(Beginning of DATA EXTRACT)

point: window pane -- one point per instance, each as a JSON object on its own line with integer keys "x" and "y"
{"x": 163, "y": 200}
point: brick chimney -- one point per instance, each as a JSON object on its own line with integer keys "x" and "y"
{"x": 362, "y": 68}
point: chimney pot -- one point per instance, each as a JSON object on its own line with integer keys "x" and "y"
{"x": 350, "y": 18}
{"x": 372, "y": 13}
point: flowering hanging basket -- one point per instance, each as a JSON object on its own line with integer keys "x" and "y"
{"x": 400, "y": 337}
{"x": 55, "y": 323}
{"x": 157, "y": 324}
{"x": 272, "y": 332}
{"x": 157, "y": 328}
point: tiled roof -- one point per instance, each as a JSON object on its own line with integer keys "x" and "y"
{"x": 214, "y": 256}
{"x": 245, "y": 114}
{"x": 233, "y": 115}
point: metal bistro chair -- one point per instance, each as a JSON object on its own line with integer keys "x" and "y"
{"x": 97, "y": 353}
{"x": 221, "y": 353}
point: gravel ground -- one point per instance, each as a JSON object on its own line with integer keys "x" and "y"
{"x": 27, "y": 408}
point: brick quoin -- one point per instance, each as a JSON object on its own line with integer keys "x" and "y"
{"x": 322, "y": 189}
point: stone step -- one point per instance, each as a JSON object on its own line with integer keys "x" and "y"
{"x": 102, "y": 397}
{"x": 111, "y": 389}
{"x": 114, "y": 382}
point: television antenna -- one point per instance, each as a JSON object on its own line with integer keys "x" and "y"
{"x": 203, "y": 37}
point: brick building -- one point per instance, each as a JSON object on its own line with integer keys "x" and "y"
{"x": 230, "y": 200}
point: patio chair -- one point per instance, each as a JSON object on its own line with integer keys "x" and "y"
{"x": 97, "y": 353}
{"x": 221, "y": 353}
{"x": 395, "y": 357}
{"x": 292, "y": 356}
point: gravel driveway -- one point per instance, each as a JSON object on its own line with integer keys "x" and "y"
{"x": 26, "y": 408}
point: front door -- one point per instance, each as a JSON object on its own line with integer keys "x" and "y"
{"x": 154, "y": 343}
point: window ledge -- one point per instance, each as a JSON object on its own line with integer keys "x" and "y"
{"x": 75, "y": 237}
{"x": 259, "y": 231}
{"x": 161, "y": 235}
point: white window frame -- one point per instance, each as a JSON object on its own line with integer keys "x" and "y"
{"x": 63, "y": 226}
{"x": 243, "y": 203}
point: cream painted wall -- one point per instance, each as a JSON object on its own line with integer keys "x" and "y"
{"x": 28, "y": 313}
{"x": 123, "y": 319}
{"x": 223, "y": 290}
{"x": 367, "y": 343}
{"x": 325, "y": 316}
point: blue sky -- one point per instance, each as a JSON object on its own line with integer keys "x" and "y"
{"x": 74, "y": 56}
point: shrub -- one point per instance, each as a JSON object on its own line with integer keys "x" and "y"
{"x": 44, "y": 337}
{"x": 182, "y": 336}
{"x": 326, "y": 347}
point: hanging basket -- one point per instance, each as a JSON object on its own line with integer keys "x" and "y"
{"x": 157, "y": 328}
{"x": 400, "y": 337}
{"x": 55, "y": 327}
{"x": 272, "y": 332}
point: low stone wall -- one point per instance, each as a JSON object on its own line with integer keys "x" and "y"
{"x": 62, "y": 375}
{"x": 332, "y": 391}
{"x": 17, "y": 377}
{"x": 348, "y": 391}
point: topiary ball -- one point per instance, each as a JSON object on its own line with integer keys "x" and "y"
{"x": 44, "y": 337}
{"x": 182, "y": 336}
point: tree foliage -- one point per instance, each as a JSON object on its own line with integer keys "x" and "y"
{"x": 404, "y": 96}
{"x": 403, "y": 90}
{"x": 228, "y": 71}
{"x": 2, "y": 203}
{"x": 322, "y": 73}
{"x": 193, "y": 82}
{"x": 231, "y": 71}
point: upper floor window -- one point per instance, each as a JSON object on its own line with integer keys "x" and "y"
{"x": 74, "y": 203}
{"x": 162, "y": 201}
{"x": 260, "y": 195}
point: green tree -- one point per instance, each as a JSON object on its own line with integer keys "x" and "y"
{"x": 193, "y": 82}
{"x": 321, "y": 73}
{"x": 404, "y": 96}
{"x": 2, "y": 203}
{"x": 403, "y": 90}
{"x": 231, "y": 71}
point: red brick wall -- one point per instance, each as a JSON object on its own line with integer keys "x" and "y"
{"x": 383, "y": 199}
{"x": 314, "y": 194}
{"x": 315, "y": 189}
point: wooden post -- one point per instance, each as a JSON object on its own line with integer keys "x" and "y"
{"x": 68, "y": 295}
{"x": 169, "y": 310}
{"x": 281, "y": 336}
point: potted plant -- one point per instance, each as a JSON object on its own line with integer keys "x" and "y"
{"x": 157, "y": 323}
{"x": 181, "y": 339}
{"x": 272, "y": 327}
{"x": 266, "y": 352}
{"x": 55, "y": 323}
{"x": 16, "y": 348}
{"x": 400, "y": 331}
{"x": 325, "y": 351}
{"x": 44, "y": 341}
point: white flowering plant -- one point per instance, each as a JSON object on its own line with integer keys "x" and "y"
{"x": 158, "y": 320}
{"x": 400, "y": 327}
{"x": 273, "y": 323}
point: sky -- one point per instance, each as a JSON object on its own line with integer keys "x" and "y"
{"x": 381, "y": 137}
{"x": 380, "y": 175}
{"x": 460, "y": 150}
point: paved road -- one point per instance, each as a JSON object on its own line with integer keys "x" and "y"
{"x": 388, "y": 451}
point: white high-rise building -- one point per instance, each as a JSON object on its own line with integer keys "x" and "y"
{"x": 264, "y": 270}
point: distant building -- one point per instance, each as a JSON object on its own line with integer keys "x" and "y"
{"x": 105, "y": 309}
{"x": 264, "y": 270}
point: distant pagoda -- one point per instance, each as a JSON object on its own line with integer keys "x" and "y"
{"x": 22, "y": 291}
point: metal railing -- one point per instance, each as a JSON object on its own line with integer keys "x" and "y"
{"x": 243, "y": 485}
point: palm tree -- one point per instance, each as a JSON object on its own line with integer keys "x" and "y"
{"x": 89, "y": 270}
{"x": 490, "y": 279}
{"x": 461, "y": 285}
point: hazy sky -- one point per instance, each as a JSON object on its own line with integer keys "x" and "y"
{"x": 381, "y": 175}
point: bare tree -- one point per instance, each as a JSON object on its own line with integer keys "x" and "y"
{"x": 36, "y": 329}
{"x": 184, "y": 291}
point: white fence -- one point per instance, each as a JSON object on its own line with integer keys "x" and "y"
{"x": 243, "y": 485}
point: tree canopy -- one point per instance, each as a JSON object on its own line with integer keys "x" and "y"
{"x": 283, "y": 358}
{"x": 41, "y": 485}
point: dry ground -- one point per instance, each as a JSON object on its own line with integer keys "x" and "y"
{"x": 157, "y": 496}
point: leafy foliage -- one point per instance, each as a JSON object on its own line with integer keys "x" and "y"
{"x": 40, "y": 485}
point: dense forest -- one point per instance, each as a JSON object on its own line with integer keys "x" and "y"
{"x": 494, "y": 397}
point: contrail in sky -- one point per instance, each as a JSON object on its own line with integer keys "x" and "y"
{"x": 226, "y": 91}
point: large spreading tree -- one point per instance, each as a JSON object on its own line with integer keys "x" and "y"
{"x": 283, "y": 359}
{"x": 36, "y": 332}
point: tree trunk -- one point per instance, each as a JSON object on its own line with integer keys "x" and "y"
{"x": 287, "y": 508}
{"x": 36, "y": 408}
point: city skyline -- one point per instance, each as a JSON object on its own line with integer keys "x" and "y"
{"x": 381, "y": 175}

(End of DATA EXTRACT)

- TRY IT
Output all of the listing exactly as written.

- ANSWER BOX
point: window pane -- one point per instance, each as a JSON object on its own line with integer keys "x" and "y"
{"x": 163, "y": 200}
point: brick chimney -- one point per instance, each as a JSON object on its own line with integer keys "x" and "y"
{"x": 362, "y": 68}
point: chimney pot -- one point per instance, each as a JSON object on its own line with integer keys "x" and "y"
{"x": 350, "y": 18}
{"x": 372, "y": 13}
point: flowering hanging basket -- one point per instance, each as a JSON object on its own line with integer keys "x" and "y"
{"x": 400, "y": 337}
{"x": 55, "y": 323}
{"x": 157, "y": 324}
{"x": 272, "y": 332}
{"x": 157, "y": 328}
point: tiled roof -- one point per instance, each as a JSON object on its own line with integer keys "x" and "y"
{"x": 214, "y": 256}
{"x": 245, "y": 114}
{"x": 233, "y": 115}
point: metal bistro chair -- one point per instance, each as a JSON object on its own line with integer keys "x" and "y"
{"x": 97, "y": 353}
{"x": 221, "y": 353}
point: gravel ground -- one point per instance, each as a JSON object on its own line with integer keys "x" and "y"
{"x": 27, "y": 408}
point: brick quoin -- one point per instance, each as a JSON object on its own line with integer keys "x" and "y"
{"x": 322, "y": 189}
point: stone step -- one point per instance, each as a JSON object on its own line with integer keys "x" and "y"
{"x": 102, "y": 397}
{"x": 111, "y": 389}
{"x": 114, "y": 382}
point: television antenna -- one point per instance, each as a JSON object on its own line with integer keys "x" and "y"
{"x": 203, "y": 37}
point: brick building -- one point per instance, each as a JSON object on its own line with integer keys "x" and "y"
{"x": 230, "y": 200}
point: patio chair -- one point per instance, each as a JSON object on its own line with integer keys "x" and "y"
{"x": 97, "y": 353}
{"x": 221, "y": 353}
{"x": 395, "y": 357}
{"x": 292, "y": 356}
point: gravel driveway -- one point per instance, each as a JSON object on its own line with integer keys "x" and "y"
{"x": 26, "y": 408}
point: front door -- one point per instance, each as a JSON object on its own line with integer keys "x" and "y"
{"x": 154, "y": 343}
point: window ledge -- one point per instance, each as a JSON object on its own line with integer keys "x" and "y"
{"x": 75, "y": 237}
{"x": 259, "y": 231}
{"x": 161, "y": 235}
point: white window frame -- one point per instance, each as a JSON object on its own line with integer keys "x" and "y"
{"x": 63, "y": 226}
{"x": 243, "y": 203}
point: cream painted wall -- one point per instance, each as a JSON object on its own line with integer keys "x" and "y"
{"x": 28, "y": 313}
{"x": 123, "y": 319}
{"x": 223, "y": 290}
{"x": 367, "y": 343}
{"x": 325, "y": 316}
point: blue sky -- one point per instance, each as a JSON object on its own line with integer keys "x" and "y"
{"x": 74, "y": 56}
point: shrub -- one point per instance, each as a JSON object on its own line with integer keys "x" and "y"
{"x": 44, "y": 337}
{"x": 182, "y": 336}
{"x": 326, "y": 347}
point: hanging basket -- one point per instance, each as a JSON object on its own line with integer keys "x" and "y"
{"x": 157, "y": 328}
{"x": 400, "y": 337}
{"x": 55, "y": 327}
{"x": 272, "y": 332}
point: low stone wall -- one point per instance, each as a JSON object on its own line with integer keys "x" and "y"
{"x": 62, "y": 375}
{"x": 332, "y": 391}
{"x": 17, "y": 377}
{"x": 348, "y": 391}
point: topiary ball -- one point per instance, each as a JSON object on its own line with integer keys "x" and "y"
{"x": 44, "y": 337}
{"x": 182, "y": 336}
point: tree foliage -- one point per instance, each as a JSON object on its own line with integer keys "x" and "y"
{"x": 404, "y": 96}
{"x": 403, "y": 90}
{"x": 228, "y": 71}
{"x": 2, "y": 203}
{"x": 322, "y": 73}
{"x": 193, "y": 82}
{"x": 231, "y": 71}
point: upper floor window -- one point per instance, each as a JSON object on its own line with integer keys "x" and "y"
{"x": 74, "y": 203}
{"x": 162, "y": 201}
{"x": 260, "y": 195}
point: green tree -- one point per instance, each as a JSON object on its own line with integer keys "x" and "y"
{"x": 193, "y": 82}
{"x": 321, "y": 73}
{"x": 404, "y": 96}
{"x": 2, "y": 203}
{"x": 403, "y": 90}
{"x": 231, "y": 71}
point: red brick wall -- one point per instance, each as a JSON object on its own line with integer keys "x" and "y"
{"x": 383, "y": 199}
{"x": 314, "y": 194}
{"x": 315, "y": 189}
point: wooden post -- one point per instance, each as a JSON object on its own line with integer keys "x" and "y"
{"x": 68, "y": 295}
{"x": 169, "y": 310}
{"x": 281, "y": 336}
point: potted plant -- one point per instance, each as a JSON object on its own line with integer keys "x" and "y"
{"x": 157, "y": 323}
{"x": 181, "y": 339}
{"x": 272, "y": 327}
{"x": 266, "y": 352}
{"x": 55, "y": 323}
{"x": 16, "y": 348}
{"x": 400, "y": 331}
{"x": 325, "y": 351}
{"x": 44, "y": 341}
point: white flowering plant -- one point per instance, each as a JSON object on its own line with integer keys "x" and "y"
{"x": 158, "y": 320}
{"x": 400, "y": 327}
{"x": 273, "y": 323}
point: sky -- one point per instance, each as a JSON object on its own line with integer keys "x" and "y"
{"x": 381, "y": 137}
{"x": 380, "y": 175}
{"x": 460, "y": 150}
point: paved road -- one point per instance, each as a JSON object on its own line with integer keys "x" and "y"
{"x": 388, "y": 451}
point: white high-rise building -- one point per instance, each as a JSON object on its own line with integer keys "x" and "y"
{"x": 264, "y": 270}
point: distant building -- one point per instance, each as a JSON object on its own line with integer keys "x" and "y"
{"x": 105, "y": 309}
{"x": 264, "y": 270}
point: distant pagoda -- one point per instance, each as a JSON object on its own line with integer keys "x" and "y"
{"x": 22, "y": 291}
point: metal railing -- one point per instance, each as a JSON object on its own line with integer keys "x" and "y"
{"x": 243, "y": 485}
point: palm tree -- one point per instance, each as a JSON object on its own line with integer keys "x" and "y"
{"x": 89, "y": 270}
{"x": 490, "y": 279}
{"x": 461, "y": 285}
point: hazy sky -- one point per instance, each as a JSON object on its own line with integer keys "x" and "y"
{"x": 381, "y": 175}
point: bare tree -- one point per instance, each as a JSON object on its own line with integer keys "x" and "y"
{"x": 36, "y": 329}
{"x": 184, "y": 291}
point: white fence -- one point per instance, each as a JSON object on its own line with integer keys "x" and "y"
{"x": 243, "y": 485}
point: tree canopy -- one point per instance, each as a JSON object on its own line with integer keys "x" and "y"
{"x": 283, "y": 358}
{"x": 41, "y": 485}
point: dry ground -- one point per instance, each as a JSON object on its own line with integer keys "x" and "y"
{"x": 157, "y": 496}
point: leafy foliage -- one point per instance, each as a JSON object on its own line with integer keys "x" and "y"
{"x": 40, "y": 485}
point: dense forest -- one point per instance, each as a JSON object on its own line with integer keys "x" and "y"
{"x": 494, "y": 397}
point: contrail in sky -- one point per instance, each as a JSON object on its own line with integer keys "x" and "y"
{"x": 226, "y": 91}
point: large spreading tree -- one point per instance, each as a JSON object on its own line with integer keys "x" and "y"
{"x": 283, "y": 359}
{"x": 36, "y": 332}
point: tree trunk -- one point per instance, each as a JSON object on its own line with integer keys "x" and "y"
{"x": 287, "y": 508}
{"x": 36, "y": 408}
point: city skyline -- one point per instance, each as a JSON object on its own line with integer keys "x" and "y"
{"x": 381, "y": 175}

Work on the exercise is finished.